原文によると、社会に対する個人の倫理の問題が最近すっかり流行らなくなったのはなぜか、一〜三文で説明せよ。

------ 原文

「1950年代に入り、自殺者相継ぐ。プロレタリアートの貧困、中産階級の窮迫は急。電産、金鉱連、ストに入る」(序章)

これは当時の世相であって、書いてあるまんまですね。敗戦後5年経ったあたりの日本の社会の姿を書いているわけです。空爆で主要都市が叩き潰され、働き手が戦地で大量に亡くなっていますから、経済状態がいいわけがない。焼け跡の世界です。
そうした中で吉本は自分も貧しい側だし、貧しい人の側に立って闘おうと思っているわけです。その決意から様々な問題がやってきます。
その様々な問題は大きく言えば社会に対する個人の倫理の問題です。この社会の現実に対してお前どう思うんだ。お前は何が正しいと思うんだ。お前はそれで何をするんだ。そういう問いにどう答えるか、という最近はすっかり流行らなくなった問題です。
なぜ流行らなくなったのかというと、少なくとも日本も高度成長以降仲間入りした先進資本主義の社会は豊かになったからです。少数の連中が富み、少数の連中が権力を握り、少数の人間に多数の人間が支配される、それは先進資本主義でも変わらない。しかし底上げというものはあって、貧しい連中も豊かな社会のおすそわけであずかる、というか豊かな連中の支配の下でも実質的に労働していることの分け前を勝ち取っていった、というかどう言ってもいいですが、命がけで反抗する気はなくなる程度には全体的に豊かになりました。そして肝心かなめのことですが、社会主義を表看板にしていた国家群より先進資本主義国家群のほうが底上げされた豊かさをもつようになったわけです。社会は要するに豊かなほうが勝ちなんですよ。われわれ一般大衆はぶっちゃけ豊かな社会のほうが好きなので、正義だの理念だの未来性だのより今日明日の生活が豊かである社会を支持します。私もそうしますね。
だって子供は育てなきゃならないし、ローンは返さなきゃならないし、もう少し広いところで暮らしたいし、じいちゃんばあちゃんにも金がかかるし、ですよ。
どうすんのこれを。金なんだよ。金や社会の便利さや福祉の制度やそういうものがダメな社会よりダメじゃない社会、お米が高い社会より安い社会を選ぶんです。そうでしょ。

------------
------ 資料

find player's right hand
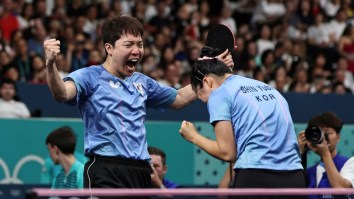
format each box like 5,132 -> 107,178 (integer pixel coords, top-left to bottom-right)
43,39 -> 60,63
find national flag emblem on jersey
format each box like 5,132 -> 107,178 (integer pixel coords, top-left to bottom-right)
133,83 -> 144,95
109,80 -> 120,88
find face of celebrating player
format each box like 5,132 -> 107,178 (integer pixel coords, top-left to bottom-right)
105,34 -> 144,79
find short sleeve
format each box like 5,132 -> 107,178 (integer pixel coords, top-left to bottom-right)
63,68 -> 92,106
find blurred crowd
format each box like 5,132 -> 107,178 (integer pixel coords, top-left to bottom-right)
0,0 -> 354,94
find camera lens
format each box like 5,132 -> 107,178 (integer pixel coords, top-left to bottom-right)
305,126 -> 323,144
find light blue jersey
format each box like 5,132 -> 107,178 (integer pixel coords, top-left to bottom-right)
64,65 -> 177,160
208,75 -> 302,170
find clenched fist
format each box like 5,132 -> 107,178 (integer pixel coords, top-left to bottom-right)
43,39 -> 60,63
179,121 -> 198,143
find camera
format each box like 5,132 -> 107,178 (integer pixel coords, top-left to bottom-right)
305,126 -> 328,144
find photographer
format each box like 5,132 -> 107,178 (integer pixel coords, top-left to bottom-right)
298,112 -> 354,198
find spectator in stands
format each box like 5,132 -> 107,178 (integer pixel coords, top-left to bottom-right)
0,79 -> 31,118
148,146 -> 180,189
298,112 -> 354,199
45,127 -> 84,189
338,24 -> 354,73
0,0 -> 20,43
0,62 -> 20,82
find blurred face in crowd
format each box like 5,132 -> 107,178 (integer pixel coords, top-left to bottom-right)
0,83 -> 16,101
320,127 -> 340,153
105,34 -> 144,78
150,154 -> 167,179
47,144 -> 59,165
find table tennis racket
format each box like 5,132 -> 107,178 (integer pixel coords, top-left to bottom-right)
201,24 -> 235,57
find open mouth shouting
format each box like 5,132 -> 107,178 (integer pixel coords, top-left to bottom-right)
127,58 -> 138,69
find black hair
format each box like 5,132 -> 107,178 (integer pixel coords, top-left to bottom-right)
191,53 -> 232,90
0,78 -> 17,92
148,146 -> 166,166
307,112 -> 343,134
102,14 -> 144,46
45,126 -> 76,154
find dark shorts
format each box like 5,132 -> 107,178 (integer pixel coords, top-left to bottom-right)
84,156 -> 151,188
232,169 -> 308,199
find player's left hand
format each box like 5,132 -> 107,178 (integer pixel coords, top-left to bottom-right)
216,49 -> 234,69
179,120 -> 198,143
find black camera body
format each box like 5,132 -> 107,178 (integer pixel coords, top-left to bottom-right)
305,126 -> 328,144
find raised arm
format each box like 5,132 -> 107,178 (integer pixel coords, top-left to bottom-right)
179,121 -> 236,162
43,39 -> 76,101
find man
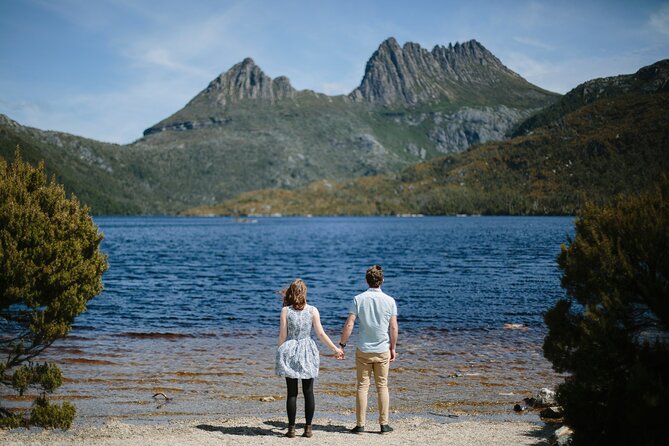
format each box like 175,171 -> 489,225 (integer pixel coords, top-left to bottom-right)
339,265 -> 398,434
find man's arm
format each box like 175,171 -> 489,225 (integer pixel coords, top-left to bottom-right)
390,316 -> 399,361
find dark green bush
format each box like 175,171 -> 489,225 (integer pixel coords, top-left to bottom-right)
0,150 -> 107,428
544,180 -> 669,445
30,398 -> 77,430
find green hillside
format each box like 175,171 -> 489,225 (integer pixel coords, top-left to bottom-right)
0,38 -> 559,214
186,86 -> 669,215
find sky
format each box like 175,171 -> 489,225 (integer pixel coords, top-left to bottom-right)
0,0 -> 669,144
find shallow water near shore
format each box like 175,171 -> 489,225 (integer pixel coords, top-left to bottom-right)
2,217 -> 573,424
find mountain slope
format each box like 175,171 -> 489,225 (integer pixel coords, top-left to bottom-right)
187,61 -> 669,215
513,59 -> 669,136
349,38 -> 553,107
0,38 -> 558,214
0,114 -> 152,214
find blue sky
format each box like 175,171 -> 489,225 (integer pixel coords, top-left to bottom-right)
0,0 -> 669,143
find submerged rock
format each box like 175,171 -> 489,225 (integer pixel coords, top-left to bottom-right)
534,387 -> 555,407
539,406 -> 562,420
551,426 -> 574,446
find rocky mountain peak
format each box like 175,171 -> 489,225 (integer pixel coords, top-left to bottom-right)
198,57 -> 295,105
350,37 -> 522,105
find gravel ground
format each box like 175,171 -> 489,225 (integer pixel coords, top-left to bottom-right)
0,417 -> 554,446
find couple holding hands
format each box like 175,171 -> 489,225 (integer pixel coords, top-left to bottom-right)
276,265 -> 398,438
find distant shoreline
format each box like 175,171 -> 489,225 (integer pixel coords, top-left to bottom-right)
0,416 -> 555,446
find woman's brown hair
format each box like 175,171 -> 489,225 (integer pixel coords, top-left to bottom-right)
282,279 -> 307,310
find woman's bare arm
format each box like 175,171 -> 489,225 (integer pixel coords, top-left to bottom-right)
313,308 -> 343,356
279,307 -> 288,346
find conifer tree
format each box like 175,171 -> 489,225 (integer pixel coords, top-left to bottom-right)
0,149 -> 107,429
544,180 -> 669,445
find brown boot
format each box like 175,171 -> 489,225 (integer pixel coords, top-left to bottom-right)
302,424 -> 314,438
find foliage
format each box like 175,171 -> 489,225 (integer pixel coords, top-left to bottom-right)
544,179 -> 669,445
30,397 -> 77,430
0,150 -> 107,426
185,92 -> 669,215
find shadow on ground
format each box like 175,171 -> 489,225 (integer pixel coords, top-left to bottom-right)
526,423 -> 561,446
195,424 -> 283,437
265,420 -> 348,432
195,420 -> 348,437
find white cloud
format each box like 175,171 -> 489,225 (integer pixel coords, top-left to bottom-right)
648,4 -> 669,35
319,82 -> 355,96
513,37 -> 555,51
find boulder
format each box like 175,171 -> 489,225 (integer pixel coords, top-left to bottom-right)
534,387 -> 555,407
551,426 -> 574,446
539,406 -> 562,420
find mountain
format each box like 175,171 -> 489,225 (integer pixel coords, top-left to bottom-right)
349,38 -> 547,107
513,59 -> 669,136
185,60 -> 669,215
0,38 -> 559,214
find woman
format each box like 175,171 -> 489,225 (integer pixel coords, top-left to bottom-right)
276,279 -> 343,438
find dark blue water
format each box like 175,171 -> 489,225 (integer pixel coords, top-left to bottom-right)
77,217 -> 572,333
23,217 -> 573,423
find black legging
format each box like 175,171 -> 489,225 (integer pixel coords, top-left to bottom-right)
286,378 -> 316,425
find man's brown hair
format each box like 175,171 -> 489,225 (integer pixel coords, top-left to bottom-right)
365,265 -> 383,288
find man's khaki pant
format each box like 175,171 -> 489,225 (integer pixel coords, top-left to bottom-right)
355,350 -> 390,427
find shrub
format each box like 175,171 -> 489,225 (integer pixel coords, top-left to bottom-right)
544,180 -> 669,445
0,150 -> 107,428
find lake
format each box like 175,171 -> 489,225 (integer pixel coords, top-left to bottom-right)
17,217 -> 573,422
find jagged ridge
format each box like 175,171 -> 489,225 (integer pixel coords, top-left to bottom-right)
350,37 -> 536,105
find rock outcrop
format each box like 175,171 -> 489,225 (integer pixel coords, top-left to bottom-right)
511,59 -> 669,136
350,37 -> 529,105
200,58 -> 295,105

------------

■ **解答**: 日本も高度成長以降に仲間入りした先進資本主義の社会が豊かになったからである。少数が多数を支配する構造は変わらないが、底上げによって、命がけで反抗する気がなくなる程度には全体的に豊かになった。さらに、社会主義を表看板にしていた国家群より先進資本主義国家群のほうが豊かになり、一般大衆は正義や理念よりも今日明日の生活が豊かな社会を支持するからである。